# [Do this]
Render every line of the records below as a JSON list of strings, one string per line, with blank lines omitted.

(Labeling records with points)

>>>

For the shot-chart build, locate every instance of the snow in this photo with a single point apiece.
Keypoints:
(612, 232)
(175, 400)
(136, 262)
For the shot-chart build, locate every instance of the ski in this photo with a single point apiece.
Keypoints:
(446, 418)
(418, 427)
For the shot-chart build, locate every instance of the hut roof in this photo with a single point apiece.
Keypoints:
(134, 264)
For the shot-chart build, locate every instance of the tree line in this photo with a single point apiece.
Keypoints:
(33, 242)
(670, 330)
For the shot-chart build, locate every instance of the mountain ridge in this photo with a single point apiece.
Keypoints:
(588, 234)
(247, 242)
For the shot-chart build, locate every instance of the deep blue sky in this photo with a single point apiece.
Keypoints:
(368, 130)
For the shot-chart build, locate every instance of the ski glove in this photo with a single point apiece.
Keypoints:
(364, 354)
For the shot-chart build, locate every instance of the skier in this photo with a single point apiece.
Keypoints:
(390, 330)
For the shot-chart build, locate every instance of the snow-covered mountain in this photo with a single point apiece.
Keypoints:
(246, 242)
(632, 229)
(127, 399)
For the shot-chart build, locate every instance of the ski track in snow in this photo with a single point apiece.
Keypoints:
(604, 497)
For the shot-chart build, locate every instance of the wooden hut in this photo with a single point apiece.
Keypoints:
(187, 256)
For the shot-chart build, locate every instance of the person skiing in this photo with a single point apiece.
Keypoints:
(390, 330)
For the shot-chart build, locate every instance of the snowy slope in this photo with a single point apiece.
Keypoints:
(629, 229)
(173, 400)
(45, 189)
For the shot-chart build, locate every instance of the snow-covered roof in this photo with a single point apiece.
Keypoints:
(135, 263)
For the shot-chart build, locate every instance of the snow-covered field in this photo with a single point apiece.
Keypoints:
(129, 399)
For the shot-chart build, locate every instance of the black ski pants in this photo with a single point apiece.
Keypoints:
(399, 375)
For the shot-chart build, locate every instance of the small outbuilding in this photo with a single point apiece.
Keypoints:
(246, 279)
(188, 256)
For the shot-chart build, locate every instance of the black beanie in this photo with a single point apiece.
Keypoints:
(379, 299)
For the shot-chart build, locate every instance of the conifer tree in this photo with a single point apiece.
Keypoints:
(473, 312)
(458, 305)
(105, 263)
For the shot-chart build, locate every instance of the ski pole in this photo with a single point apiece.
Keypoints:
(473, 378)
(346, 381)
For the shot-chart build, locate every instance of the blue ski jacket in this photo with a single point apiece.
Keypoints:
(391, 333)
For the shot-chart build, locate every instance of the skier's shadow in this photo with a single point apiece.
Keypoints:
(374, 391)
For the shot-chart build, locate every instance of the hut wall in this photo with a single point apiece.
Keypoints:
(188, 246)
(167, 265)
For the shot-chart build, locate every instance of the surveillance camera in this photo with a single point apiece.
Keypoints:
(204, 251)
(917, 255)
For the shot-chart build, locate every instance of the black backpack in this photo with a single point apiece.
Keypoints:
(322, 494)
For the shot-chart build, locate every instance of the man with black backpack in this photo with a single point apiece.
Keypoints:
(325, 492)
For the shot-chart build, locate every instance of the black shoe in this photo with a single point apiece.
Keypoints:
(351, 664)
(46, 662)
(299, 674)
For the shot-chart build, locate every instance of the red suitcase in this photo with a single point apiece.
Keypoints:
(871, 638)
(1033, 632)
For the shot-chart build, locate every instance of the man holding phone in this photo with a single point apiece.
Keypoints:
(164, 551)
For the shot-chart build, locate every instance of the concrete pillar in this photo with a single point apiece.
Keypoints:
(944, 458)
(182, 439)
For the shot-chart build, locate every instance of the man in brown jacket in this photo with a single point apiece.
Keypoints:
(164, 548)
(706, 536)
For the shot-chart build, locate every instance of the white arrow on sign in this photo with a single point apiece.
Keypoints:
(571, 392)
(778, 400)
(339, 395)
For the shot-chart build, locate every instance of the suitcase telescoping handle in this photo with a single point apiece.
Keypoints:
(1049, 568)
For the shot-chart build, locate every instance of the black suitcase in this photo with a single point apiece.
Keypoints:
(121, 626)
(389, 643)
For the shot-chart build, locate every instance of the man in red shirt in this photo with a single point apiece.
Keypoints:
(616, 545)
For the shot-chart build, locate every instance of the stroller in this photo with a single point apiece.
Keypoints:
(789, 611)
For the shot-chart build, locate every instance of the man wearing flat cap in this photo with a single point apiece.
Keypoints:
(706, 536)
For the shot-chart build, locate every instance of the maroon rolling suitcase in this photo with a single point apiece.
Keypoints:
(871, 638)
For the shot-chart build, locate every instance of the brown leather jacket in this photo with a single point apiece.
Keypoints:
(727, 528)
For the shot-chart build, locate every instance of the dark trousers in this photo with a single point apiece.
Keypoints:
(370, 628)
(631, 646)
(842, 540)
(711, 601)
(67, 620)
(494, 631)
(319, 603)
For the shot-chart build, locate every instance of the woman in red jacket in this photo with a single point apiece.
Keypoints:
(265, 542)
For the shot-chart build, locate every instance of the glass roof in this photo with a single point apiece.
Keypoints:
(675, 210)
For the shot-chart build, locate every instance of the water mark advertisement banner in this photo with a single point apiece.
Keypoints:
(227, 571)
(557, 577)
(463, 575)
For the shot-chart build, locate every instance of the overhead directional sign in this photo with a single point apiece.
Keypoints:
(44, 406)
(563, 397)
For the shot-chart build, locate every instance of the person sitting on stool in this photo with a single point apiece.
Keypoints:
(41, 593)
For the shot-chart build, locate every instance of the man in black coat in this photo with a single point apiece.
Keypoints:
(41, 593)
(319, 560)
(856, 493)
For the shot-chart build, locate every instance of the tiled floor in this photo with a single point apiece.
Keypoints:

<<<

# [Solved exercise]
[
  "For the shot-chart build, locate every instance of the snow in this photo with a single point apiece.",
  "Keypoints:",
  "(612, 232)",
  "(175, 400)",
  "(136, 262)",
  "For the shot-chart build, locate every instance of the ski in this photo with a single point apiece.",
  "Keypoints:",
  "(446, 418)",
  "(418, 427)",
  "For the shot-chart build, locate every instance of the hut roof in this photo with a single point apiece.",
  "Keypoints:",
  "(134, 264)",
  "For the shot-chart build, locate every instance of the tree line in this photo with a single point apiece.",
  "Keypoints:",
  "(33, 242)",
  "(670, 330)",
  "For the shot-chart build, locate every instance of the mountain ridge in this photo with a single point apiece.",
  "Keypoints:",
  "(588, 234)",
  "(247, 242)",
  "For the shot-chart build, locate every instance of the deep blue sky in this photo with a single point apiece.",
  "Keypoints:",
  "(368, 130)",
  "For the shot-chart build, locate every instance of the ski glove in this photo with a single point apiece.",
  "Keypoints:",
  "(364, 354)",
  "For the shot-chart build, locate every instance of the skier in this photo with a single point apiece.",
  "Keypoints:",
  "(390, 330)",
  "For the shot-chart build, locate every instance of the snow-covered mountain in this photo with a single point apiece.",
  "Keypoints:",
  "(246, 242)",
  "(632, 229)",
  "(127, 399)",
  "For the shot-chart build, locate every instance of the ski track in snow in this photo with a single point apiece.",
  "Keypoints:",
  "(604, 497)",
  "For the shot-chart build, locate every instance of the wooden hut in this photo with a single point apiece.",
  "Keypoints:",
  "(187, 256)",
  "For the shot-chart build, locate every instance of the person skiing in this photo with a single point apiece.",
  "Keypoints:",
  "(390, 330)",
  "For the shot-chart build, locate every instance of the snowy slope in this photo with a single point apiece.",
  "Keypoints:",
  "(629, 229)",
  "(173, 400)",
  "(45, 189)",
  "For the shot-chart build, locate every instance of the snow-covered roof in this photo with a single point apiece.",
  "Keypoints:",
  "(135, 263)",
  "For the shot-chart build, locate every instance of the snow-covered field in this photo with a single point apiece.",
  "Keypoints:",
  "(129, 399)",
  "For the shot-chart build, locate every instance of the black ski pants in this photo with a single point apiece.",
  "Keypoints:",
  "(399, 375)",
  "For the shot-chart build, locate every instance of the small outbuilding in this photo with a single point apiece.",
  "Keypoints:",
  "(246, 279)",
  "(188, 256)",
  "For the shot-chart build, locate every instance of the black beanie in this photo with a single point apiece.",
  "Keypoints:",
  "(379, 299)",
  "For the shot-chart build, locate every instance of the conifer tree in this photo with a single point apiece.",
  "Keypoints:",
  "(473, 312)",
  "(458, 305)",
  "(105, 263)",
  "For the shot-chart build, locate every instance of the ski pole in this photo with a single point apiece.",
  "Keypoints:",
  "(473, 378)",
  "(346, 381)",
  "For the shot-chart build, locate every instance of the blue ski jacket in this photo with a single point apiece.",
  "Keypoints:",
  "(391, 333)",
  "For the shot-chart build, locate every instance of the skier's shadow in this photo with a single point apiece.",
  "Keypoints:",
  "(374, 391)",
  "For the shot-chart build, locate every instance of the hut wall in this photo with a single point apiece.",
  "Keypoints:",
  "(188, 246)",
  "(167, 265)",
  "For the shot-chart build, locate every instance of the surveillance camera in this photo with a single point apiece.",
  "Keypoints:",
  "(204, 251)",
  "(917, 255)",
  "For the shot-chart build, locate every instance of the black backpack in this photo with a single point apiece.",
  "Keypoints:",
  "(322, 494)",
  "For the shot-chart build, locate every instance of the man with black backpack in this photo with a single point apiece.",
  "Keypoints:",
  "(325, 492)",
  "For the shot-chart build, locate every instance of the black shoe in this photo with a single point apiece.",
  "Keypoints:",
  "(351, 664)",
  "(46, 662)",
  "(299, 674)",
  "For the shot-chart build, locate every instance of the red suitcase in this photo with a single point apiece.",
  "Keypoints:",
  "(871, 638)",
  "(1033, 632)",
  "For the shot-chart build, locate every instance of the man holding phone in this photo with a single point apiece.",
  "Keypoints:",
  "(164, 551)",
  "For the shot-chart build, locate every instance of the concrete pillar in this photo with a single point apiece.",
  "Keypoints:",
  "(944, 458)",
  "(182, 439)",
  "For the shot-chart build, locate every instance of the man in brown jacket in this photo with a single point apiece.",
  "Keypoints:",
  "(164, 548)",
  "(706, 536)",
  "For the shot-chart build, locate every instance of the white arrow on sign in this photo with a single point apiece.",
  "Keypoints:",
  "(571, 392)",
  "(778, 400)",
  "(339, 395)",
  "For the shot-chart build, locate every instance of the suitcase telescoping handle in this photo with a single point apiece.",
  "Keypoints:",
  "(1049, 568)",
  "For the shot-chart build, locate every instance of the black suitcase in this photo with a single point apiece.",
  "Keypoints:",
  "(121, 626)",
  "(389, 643)",
  "For the shot-chart build, locate every instance of the man in red shirt in this photo with a single point apiece.",
  "Keypoints:",
  "(616, 545)",
  "For the shot-chart build, locate every instance of the stroller in this photo with a single point apiece.",
  "Keypoints:",
  "(789, 611)",
  "For the shot-chart build, locate every instance of the man wearing flat cap in this photo with a single point apiece.",
  "Keypoints:",
  "(706, 536)",
  "For the shot-chart build, locate every instance of the maroon rolling suitcase in this photo with a single point apiece.",
  "Keypoints:",
  "(871, 638)",
  "For the shot-chart build, locate every instance of the brown leather jacket in this photo with a single point apiece.",
  "Keypoints:",
  "(727, 528)",
  "For the shot-chart build, locate every instance of the dark trousers in this photo with a single point apiece.",
  "Keypoints:",
  "(370, 628)",
  "(631, 646)",
  "(842, 540)",
  "(711, 601)",
  "(67, 620)",
  "(494, 631)",
  "(319, 603)",
  "For the shot-chart build, locate every instance of the woman in red jacket in this photo with a single point apiece.",
  "Keypoints:",
  "(265, 542)",
  "For the shot-chart build, locate every instance of the glass roof in this photo with a single point apiece.",
  "Keypoints:",
  "(675, 210)",
  "For the shot-chart build, locate every instance of the water mark advertisement banner in this photo with a single point apiece.",
  "Keypoints:",
  "(227, 571)",
  "(557, 577)",
  "(463, 575)",
  "For the shot-chart build, locate every instance of the overhead directional sign in this photo with a single point apiece.",
  "Keypoints:",
  "(44, 406)",
  "(563, 397)",
  "For the shot-chart build, locate every instance of the person sitting on stool in this photo with a single point apiece.",
  "Keypoints:",
  "(41, 593)",
  "For the shot-chart build, locate every instance of the man in black coat in this photo with a single point apiece.",
  "Keypoints:",
  "(41, 593)",
  "(319, 560)",
  "(856, 493)",
  "For the shot-chart build, locate every instance of the tiled floor in this photo with a single point apiece.",
  "Keypoints:"
]